Start of Page extract

Wednesday, October 23, 2013

Great portrayals of loathesome characters: Dance to the Music of Time

No one can write as devastating portrait of a loathesome character with such a deft hand and with such efficiency as Anthony Powell - this most notable in his narrator's many, many encounters with the obsequious Widmerpool, and the topper is Widmerpool's meddlesome and narcissistic mother: the descriptions in The Kindly Ones of W's mother advancing with her big mouth locked in a rictus grin showing her big teeth is a classic - as is the scene in which Jenkins (narrator) visits W. in his cramped and stuffy office, seeking to be advanced on the list of call-ups for active duty (eve of WWII), and W. is so self-important about his position, when it's obvious he's just a flunky, so concerned about revealing state secrets to J., such as the fact, horrors!, that he's going off on maneuvers soon - and then the walk over to Lady Molly's house (she's the aunt of Jenkins's rarely seen wife, Isobel) they pass a soapbox orator ranting against the state and - of course as we know by now from Powell's design - the orator will be someone we know - a young leftist woman who'd had some kind of relationship, no doubt unconsummated, with W. and gotten him to pay for her "operation" - of course he's horrified to be anywhere near this woman, ostensibly because he thinks he could lose his job if seen among enemies of the state - extremely unlikely, he's not that important - but more likely out of some kind of guilt (toward her) and shame (in front of Jenkins). At Lady Molly's - an eccentric who harbors stray cats and dogs and people - we're told she met someone at the vet's who was temporarily homeless so she just had to take him in - and we know it's got to be another friend of J's in this world made up of 20 people - and it's Moreland, his musician/composer friend, now abandoned by his actress wife, Matilda, who's gone back to the wealthy industrialist and war profiteer, Donners - host of the 7 deadly sins dinner party earlier in the book. That relation won't last, obviously - he's too louche and she's just cruel. M. and J. go off to dinner and commiserate - and of course run into more old acquaintances, even in an out-of-the-way restaurant that's better than would be expected. This volume ends with Jenkins finally catching a break - meeting Lady Molly's brother-in-law, who can pull the strings to get him called up from the reserves - and on to volume 7, which I've already read so will skip over when I pick up this series again.

End of Page extract
Start of Raw data

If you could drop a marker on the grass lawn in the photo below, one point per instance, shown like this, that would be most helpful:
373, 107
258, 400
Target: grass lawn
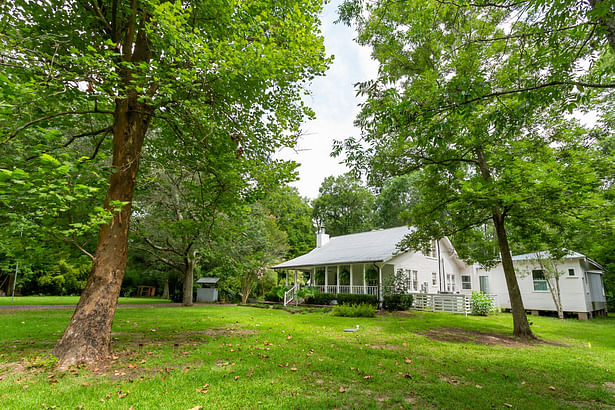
72, 300
242, 357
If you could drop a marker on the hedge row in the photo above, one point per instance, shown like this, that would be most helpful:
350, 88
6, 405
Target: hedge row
342, 298
352, 299
397, 302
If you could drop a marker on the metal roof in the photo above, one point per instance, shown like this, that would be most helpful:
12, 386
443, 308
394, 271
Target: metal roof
208, 281
372, 246
547, 255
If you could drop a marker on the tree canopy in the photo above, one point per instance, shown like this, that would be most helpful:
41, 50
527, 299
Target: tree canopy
113, 72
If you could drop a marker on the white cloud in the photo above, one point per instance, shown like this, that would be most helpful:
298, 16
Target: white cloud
334, 102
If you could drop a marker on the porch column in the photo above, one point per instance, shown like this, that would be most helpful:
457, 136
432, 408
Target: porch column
326, 279
380, 295
337, 280
364, 284
295, 284
351, 290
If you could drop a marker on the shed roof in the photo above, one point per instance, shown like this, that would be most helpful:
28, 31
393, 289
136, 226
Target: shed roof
372, 246
547, 255
208, 281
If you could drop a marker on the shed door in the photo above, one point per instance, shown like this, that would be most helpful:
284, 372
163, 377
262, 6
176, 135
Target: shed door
595, 287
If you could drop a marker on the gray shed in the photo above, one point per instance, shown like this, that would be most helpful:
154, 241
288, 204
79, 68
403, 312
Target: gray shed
209, 290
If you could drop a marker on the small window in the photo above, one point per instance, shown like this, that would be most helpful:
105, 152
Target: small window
540, 283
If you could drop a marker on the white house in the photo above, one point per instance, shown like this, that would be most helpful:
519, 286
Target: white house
580, 281
439, 280
360, 263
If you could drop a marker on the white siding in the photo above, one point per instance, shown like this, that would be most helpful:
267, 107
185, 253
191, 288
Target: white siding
575, 293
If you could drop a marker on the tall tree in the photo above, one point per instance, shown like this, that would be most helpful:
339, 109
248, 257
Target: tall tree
208, 70
467, 92
395, 201
294, 216
343, 205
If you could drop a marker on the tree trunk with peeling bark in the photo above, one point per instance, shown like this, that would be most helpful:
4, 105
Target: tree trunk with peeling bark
189, 282
87, 338
521, 326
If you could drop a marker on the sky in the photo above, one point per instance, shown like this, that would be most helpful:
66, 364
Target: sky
334, 102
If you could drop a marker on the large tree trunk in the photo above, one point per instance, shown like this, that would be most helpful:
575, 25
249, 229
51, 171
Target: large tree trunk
165, 292
521, 325
188, 281
87, 338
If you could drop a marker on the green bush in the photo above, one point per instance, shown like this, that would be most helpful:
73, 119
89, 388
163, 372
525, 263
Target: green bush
481, 304
351, 299
320, 299
397, 302
360, 310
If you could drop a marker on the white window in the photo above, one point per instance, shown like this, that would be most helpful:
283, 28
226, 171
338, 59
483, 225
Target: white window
432, 251
540, 283
466, 282
414, 276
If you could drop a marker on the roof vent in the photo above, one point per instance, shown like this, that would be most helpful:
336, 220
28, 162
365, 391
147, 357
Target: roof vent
321, 238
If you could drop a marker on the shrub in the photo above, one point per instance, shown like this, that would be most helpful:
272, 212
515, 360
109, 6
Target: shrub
397, 301
351, 299
360, 310
481, 304
320, 299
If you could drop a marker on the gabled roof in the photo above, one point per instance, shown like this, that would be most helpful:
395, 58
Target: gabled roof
208, 281
372, 246
547, 255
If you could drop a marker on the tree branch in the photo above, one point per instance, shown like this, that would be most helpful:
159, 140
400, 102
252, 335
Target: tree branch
522, 90
48, 117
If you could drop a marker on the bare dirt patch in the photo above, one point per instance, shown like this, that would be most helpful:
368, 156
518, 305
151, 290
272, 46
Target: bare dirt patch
386, 347
468, 336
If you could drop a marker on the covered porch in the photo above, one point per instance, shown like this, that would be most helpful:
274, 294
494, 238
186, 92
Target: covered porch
355, 278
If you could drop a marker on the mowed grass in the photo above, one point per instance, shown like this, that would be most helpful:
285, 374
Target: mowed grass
242, 357
72, 300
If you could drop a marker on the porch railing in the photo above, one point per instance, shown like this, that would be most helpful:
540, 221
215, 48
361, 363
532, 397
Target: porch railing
357, 290
291, 294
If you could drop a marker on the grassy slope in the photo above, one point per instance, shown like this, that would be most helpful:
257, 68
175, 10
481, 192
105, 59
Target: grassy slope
270, 351
72, 300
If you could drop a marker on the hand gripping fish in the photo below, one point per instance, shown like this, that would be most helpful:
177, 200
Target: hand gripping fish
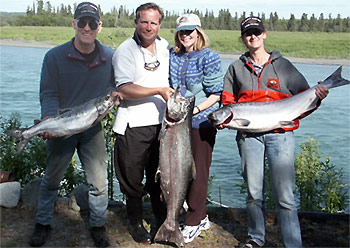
265, 116
176, 163
73, 121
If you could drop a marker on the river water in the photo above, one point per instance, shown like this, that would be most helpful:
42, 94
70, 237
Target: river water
330, 124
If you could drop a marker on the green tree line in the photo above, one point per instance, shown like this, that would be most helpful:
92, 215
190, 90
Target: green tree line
44, 14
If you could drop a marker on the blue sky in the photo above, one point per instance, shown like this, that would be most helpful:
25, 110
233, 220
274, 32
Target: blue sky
284, 8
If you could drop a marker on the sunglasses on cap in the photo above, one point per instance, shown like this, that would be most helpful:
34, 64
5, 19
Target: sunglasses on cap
256, 32
93, 24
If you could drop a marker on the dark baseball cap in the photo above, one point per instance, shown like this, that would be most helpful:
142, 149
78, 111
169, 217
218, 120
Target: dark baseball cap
87, 9
252, 22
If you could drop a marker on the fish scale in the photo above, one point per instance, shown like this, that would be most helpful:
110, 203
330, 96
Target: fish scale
73, 121
266, 116
176, 164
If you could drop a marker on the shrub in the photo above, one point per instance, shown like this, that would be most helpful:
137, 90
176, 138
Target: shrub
30, 163
319, 184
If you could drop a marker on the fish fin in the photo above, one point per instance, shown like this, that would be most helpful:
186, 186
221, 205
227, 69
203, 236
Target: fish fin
170, 234
157, 175
194, 172
335, 79
162, 130
17, 133
96, 121
62, 111
67, 136
242, 122
287, 124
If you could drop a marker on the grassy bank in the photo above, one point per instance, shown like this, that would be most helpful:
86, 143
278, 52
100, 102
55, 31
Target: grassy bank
290, 44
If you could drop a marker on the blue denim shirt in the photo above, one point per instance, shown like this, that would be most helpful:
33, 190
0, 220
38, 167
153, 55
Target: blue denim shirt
198, 73
68, 80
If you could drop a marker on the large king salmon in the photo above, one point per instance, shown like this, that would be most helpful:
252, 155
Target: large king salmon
72, 121
265, 116
176, 163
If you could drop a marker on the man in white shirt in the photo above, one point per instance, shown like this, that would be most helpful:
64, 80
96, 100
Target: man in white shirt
141, 66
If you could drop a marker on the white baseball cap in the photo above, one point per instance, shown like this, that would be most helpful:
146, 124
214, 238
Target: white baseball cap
187, 22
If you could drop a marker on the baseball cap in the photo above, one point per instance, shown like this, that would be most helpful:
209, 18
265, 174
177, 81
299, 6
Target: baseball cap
252, 22
87, 9
187, 22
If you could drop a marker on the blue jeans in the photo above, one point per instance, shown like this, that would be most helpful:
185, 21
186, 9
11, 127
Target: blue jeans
278, 148
90, 147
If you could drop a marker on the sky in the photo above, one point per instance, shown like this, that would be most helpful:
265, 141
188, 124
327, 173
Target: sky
284, 8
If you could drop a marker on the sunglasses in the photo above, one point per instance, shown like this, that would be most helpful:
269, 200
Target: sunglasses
185, 32
93, 24
256, 32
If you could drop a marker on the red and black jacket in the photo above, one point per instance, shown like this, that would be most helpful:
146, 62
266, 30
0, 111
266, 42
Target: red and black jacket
278, 79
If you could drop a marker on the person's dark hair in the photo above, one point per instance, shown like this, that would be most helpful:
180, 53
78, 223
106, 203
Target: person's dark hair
147, 6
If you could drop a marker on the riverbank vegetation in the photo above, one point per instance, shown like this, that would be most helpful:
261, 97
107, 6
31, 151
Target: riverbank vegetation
319, 45
319, 184
45, 14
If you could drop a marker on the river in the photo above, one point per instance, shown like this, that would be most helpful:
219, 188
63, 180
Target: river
330, 124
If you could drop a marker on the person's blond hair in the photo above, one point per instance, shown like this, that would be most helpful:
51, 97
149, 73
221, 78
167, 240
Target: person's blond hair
202, 42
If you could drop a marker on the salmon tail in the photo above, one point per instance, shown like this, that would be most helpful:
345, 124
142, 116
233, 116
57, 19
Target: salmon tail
170, 236
335, 80
21, 141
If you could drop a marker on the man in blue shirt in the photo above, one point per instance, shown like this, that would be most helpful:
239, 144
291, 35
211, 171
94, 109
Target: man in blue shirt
72, 74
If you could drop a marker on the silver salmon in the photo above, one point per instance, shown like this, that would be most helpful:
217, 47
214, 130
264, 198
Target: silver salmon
265, 116
176, 164
72, 121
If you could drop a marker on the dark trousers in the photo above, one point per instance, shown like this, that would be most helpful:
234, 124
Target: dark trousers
136, 152
203, 141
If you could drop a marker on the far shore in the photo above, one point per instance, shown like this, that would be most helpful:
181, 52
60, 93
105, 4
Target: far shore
25, 43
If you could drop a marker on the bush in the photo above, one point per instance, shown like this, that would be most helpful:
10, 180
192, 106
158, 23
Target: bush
30, 163
319, 184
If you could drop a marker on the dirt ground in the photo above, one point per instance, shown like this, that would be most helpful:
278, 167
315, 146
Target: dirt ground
228, 228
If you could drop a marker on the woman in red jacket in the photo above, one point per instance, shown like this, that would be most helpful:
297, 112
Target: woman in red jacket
262, 76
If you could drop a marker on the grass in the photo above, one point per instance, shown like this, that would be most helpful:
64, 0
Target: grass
292, 44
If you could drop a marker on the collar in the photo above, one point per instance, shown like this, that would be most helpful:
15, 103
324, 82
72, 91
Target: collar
73, 53
137, 39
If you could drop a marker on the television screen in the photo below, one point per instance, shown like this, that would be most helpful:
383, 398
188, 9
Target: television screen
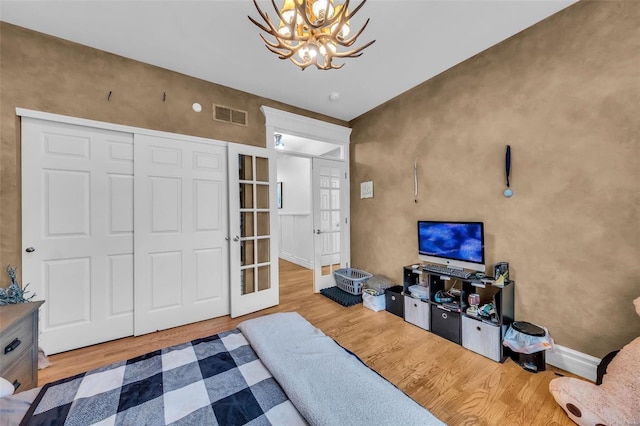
452, 243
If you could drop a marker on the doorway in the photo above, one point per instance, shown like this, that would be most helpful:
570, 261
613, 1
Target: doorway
292, 135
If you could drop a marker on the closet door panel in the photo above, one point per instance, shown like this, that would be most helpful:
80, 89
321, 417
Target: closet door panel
181, 262
77, 224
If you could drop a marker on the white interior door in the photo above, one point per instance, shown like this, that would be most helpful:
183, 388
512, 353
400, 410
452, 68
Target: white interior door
330, 220
253, 229
77, 231
181, 252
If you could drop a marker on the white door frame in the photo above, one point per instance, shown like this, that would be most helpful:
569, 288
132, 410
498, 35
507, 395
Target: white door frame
277, 121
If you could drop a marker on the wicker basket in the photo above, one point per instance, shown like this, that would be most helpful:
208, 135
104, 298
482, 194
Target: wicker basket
351, 280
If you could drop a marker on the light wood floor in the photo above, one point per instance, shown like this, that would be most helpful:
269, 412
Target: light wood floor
456, 385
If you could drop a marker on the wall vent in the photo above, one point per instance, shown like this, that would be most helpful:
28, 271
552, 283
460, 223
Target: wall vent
229, 115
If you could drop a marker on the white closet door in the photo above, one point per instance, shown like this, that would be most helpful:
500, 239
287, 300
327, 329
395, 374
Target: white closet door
181, 222
330, 212
77, 231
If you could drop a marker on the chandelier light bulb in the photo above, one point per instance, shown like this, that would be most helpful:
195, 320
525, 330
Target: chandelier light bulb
322, 9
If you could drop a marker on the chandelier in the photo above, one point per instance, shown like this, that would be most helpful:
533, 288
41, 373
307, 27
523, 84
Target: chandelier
312, 32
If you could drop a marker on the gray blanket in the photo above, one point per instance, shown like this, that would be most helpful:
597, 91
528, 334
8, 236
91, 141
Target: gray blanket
328, 385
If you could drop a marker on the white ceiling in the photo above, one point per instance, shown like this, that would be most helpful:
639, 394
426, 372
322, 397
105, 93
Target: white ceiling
213, 40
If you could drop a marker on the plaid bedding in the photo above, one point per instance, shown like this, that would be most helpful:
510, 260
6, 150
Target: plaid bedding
217, 380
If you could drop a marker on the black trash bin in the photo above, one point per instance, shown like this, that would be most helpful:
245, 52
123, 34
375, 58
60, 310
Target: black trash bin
531, 362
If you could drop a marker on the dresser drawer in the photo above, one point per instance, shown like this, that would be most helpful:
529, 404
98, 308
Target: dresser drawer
416, 312
481, 338
16, 341
21, 373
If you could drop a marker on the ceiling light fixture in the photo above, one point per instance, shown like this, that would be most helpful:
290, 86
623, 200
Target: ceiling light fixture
310, 32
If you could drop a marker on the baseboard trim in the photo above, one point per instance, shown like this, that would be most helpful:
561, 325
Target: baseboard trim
300, 262
574, 362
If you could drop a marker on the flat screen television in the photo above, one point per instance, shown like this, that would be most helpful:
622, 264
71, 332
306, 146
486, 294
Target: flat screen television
453, 244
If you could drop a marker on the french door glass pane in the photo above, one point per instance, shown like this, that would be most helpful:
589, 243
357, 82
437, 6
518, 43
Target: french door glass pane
246, 195
263, 250
262, 196
264, 274
246, 224
248, 281
263, 223
262, 169
247, 257
246, 167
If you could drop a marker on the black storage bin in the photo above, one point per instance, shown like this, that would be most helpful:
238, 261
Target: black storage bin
395, 300
445, 323
531, 362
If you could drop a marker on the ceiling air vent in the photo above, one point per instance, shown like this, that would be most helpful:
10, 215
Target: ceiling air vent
229, 115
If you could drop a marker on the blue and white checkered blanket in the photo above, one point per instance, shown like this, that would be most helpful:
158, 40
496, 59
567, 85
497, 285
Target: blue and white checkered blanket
217, 380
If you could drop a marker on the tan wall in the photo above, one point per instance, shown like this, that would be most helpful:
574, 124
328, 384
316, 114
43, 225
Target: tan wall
45, 73
565, 94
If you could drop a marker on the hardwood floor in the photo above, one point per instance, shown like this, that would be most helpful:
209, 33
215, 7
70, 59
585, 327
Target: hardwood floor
456, 385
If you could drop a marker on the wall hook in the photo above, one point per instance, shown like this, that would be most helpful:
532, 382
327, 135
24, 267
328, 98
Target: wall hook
415, 181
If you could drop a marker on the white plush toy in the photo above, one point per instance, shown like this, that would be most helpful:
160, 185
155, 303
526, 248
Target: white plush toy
615, 402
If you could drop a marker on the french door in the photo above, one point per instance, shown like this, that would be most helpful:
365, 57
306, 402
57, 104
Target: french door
330, 216
253, 226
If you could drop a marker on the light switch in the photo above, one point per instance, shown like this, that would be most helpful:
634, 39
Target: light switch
366, 189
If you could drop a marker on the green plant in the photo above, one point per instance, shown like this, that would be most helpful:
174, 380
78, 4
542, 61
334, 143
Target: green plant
14, 294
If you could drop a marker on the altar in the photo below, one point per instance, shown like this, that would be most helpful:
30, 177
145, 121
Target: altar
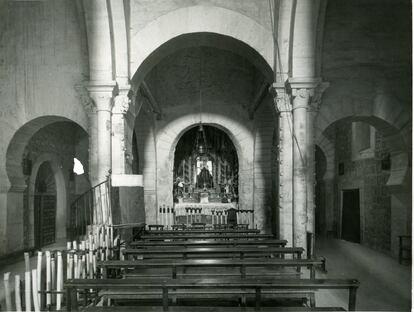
208, 213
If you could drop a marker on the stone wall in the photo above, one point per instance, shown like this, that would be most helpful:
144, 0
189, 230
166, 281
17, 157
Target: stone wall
145, 11
43, 55
57, 144
367, 176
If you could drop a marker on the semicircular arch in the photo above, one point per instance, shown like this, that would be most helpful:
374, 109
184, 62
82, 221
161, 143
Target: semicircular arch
196, 20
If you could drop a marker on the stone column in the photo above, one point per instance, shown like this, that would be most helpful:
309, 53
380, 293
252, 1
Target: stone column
312, 111
285, 172
302, 92
119, 111
101, 94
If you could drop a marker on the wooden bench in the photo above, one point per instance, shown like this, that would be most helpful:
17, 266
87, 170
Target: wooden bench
211, 252
208, 243
210, 309
404, 248
206, 232
175, 287
174, 264
204, 235
157, 227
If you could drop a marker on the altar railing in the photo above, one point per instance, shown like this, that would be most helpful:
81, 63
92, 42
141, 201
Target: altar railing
210, 214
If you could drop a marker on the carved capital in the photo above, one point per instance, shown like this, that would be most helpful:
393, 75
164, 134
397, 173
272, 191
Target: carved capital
307, 92
281, 98
85, 99
121, 103
317, 96
101, 94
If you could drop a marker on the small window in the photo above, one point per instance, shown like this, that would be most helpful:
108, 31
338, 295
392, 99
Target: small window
77, 167
386, 162
363, 141
341, 169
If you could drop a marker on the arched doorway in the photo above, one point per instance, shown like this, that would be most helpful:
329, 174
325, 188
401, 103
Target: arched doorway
370, 162
206, 167
45, 203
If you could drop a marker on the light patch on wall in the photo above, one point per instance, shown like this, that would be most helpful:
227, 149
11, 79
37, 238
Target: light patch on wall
77, 167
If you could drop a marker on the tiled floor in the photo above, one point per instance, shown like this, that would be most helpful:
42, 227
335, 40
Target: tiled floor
385, 284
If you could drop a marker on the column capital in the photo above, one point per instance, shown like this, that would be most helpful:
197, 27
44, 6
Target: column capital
310, 90
316, 100
101, 92
122, 101
281, 98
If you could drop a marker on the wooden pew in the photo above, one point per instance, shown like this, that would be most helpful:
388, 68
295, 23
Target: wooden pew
215, 231
177, 287
210, 309
208, 243
211, 252
174, 264
204, 235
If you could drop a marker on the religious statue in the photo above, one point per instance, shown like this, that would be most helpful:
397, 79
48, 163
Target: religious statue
204, 178
178, 188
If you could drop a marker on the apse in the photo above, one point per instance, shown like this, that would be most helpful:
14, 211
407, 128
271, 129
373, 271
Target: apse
205, 167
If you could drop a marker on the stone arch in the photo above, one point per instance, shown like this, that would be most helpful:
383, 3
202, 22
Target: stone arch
198, 19
17, 144
61, 193
169, 136
400, 170
383, 111
328, 150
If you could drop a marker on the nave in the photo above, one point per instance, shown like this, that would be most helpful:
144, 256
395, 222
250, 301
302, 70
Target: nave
380, 287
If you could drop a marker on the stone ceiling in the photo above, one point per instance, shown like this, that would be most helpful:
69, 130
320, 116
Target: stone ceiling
224, 77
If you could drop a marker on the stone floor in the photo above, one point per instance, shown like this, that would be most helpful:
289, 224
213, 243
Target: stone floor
385, 284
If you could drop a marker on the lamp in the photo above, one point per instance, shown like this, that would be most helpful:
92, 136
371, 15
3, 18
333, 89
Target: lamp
201, 145
27, 165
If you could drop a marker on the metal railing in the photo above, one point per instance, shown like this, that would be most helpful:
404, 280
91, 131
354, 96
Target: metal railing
92, 208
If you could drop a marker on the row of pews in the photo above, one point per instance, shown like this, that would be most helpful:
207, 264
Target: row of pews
185, 270
211, 270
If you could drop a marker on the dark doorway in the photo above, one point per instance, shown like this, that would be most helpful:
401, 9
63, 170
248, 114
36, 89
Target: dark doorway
45, 207
351, 226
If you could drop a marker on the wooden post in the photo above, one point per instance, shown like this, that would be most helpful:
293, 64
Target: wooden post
69, 267
39, 276
35, 291
258, 298
27, 285
59, 283
75, 266
48, 279
7, 291
17, 297
352, 299
53, 275
90, 261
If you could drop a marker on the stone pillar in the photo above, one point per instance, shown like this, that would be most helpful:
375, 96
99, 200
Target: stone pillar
101, 94
300, 102
285, 177
312, 111
302, 92
119, 111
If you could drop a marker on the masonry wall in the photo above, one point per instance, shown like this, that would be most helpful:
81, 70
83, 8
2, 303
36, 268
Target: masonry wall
59, 143
43, 55
145, 11
367, 176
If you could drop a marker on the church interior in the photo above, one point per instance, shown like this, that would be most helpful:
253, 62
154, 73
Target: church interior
205, 155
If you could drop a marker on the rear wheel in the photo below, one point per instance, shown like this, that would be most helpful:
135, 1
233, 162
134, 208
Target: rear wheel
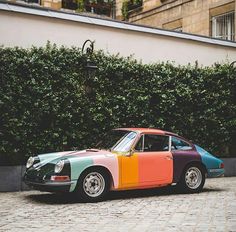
93, 185
192, 179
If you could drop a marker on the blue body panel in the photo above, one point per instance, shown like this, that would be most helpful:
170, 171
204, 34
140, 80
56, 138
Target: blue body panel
212, 163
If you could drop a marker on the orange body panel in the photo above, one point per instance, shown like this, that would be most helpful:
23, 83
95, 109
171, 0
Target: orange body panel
128, 171
145, 169
155, 168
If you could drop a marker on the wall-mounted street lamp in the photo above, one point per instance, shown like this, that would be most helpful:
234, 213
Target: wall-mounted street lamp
89, 65
232, 64
87, 50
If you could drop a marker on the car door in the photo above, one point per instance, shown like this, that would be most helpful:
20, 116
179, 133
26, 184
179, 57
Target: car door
151, 164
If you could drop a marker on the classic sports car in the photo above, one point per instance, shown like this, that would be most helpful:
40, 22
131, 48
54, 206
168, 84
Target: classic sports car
127, 158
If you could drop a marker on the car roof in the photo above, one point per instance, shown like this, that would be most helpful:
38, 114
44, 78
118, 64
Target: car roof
149, 130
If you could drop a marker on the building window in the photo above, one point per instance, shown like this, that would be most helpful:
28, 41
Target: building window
223, 26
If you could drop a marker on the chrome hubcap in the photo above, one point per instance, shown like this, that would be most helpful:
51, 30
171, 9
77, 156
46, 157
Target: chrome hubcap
94, 184
193, 177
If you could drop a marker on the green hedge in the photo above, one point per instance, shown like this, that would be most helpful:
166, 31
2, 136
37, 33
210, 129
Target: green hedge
49, 102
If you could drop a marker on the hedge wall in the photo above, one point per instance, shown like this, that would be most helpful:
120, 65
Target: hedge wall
49, 102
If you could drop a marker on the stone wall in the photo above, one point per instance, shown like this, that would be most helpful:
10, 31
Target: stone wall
193, 16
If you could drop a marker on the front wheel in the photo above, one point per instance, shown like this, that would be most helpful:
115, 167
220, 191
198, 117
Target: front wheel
193, 179
93, 185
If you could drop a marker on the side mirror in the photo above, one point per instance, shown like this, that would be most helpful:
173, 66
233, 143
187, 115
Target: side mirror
129, 153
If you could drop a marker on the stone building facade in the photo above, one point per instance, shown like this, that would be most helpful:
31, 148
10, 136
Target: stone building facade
215, 18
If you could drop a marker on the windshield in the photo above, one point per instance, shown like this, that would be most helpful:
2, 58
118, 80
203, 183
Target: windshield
117, 140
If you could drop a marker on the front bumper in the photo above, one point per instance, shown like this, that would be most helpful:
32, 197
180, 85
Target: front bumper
216, 172
50, 186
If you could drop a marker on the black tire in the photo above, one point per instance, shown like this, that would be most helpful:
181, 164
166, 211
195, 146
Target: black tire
93, 185
192, 179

End of Raw data

Set tasks:
#1 In the post on Dance to the Music of Time, to whom has Moreland's actress wife, Matilda, gone back?
#2 Pick out every line of the listing that contains the string "screen".

Final answers:
#1 Donners, the wealthy industrialist and war profiteer.

#2
If you could drop a marker on the television screen in the photo below, one point per instance, shown like this, that would be most helpful:
Target: television screen
If you could drop a marker on the flat screen television in the photo above, one point per instance, shown like this, that would be most helpful:
Target: flat screen television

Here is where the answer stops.